### PROBLEM
Search the entries for the word "black" and pull out each line that has it.

Stored data entries
-*-*-

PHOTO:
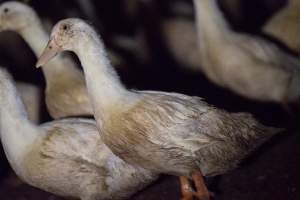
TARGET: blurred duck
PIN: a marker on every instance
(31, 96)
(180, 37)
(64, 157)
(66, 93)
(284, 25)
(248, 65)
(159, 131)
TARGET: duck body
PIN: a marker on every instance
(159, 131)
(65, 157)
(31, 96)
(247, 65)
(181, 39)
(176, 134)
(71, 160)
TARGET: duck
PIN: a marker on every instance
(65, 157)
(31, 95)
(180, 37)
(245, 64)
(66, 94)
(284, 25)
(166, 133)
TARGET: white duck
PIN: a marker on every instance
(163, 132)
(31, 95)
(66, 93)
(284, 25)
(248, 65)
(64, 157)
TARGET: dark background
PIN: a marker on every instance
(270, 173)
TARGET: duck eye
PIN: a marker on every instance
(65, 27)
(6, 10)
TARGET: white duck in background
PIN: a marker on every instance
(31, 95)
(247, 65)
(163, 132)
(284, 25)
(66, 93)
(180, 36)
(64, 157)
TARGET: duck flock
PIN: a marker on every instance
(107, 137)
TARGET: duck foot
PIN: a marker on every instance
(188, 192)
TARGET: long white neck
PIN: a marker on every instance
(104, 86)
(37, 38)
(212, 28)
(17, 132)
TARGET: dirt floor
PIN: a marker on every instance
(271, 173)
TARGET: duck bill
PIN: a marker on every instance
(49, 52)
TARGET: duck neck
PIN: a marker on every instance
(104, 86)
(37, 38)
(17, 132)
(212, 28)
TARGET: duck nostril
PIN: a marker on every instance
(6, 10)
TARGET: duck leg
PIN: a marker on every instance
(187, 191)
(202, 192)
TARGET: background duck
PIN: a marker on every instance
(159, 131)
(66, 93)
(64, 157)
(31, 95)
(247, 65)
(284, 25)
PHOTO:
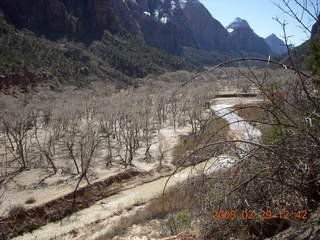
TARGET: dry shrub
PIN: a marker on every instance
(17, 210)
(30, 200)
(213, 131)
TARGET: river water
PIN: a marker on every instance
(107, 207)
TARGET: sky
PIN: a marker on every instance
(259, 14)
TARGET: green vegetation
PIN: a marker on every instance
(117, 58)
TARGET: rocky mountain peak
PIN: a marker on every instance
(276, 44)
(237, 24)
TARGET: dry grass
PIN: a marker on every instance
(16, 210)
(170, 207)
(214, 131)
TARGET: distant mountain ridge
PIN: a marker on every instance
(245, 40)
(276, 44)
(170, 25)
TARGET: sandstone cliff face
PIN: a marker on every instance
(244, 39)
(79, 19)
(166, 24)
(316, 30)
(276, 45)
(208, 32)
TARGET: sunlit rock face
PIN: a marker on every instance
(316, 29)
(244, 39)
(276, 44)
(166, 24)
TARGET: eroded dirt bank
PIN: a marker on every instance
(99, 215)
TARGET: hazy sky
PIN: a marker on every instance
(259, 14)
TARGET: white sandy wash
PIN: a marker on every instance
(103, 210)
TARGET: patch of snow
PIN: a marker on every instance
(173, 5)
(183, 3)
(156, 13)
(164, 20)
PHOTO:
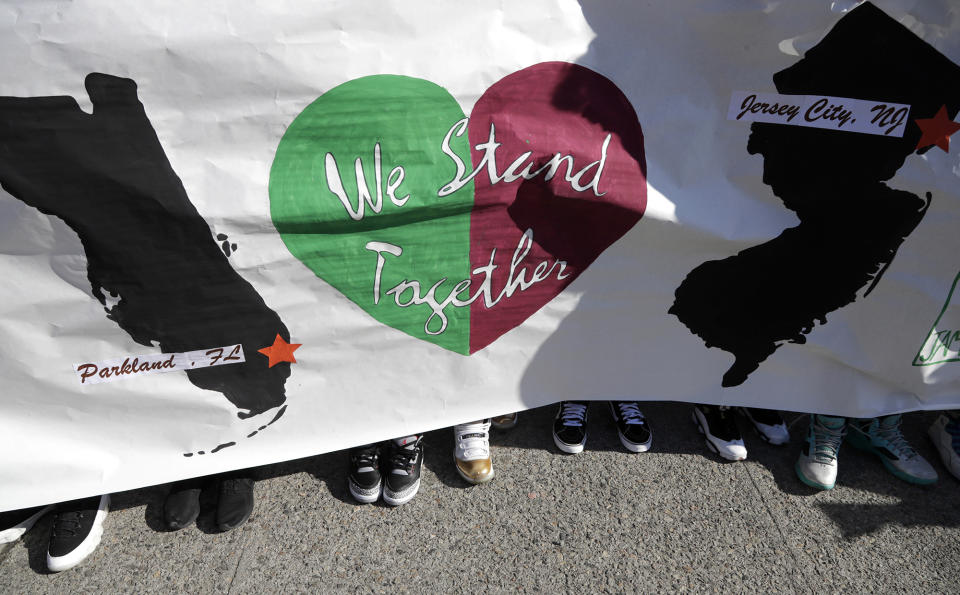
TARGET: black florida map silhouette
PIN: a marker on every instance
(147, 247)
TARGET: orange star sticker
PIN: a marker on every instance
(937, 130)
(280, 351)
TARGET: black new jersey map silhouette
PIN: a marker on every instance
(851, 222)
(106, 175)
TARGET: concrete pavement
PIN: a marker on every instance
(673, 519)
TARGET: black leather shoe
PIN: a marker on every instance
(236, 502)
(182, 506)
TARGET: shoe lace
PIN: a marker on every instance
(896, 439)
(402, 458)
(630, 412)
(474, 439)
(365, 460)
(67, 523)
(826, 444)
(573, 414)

-*-*-

### EXPECTED ANSWER
TARGET: black florida map silhouette
TARGET: black new jersey map silhouette
TARGET: black leather shoe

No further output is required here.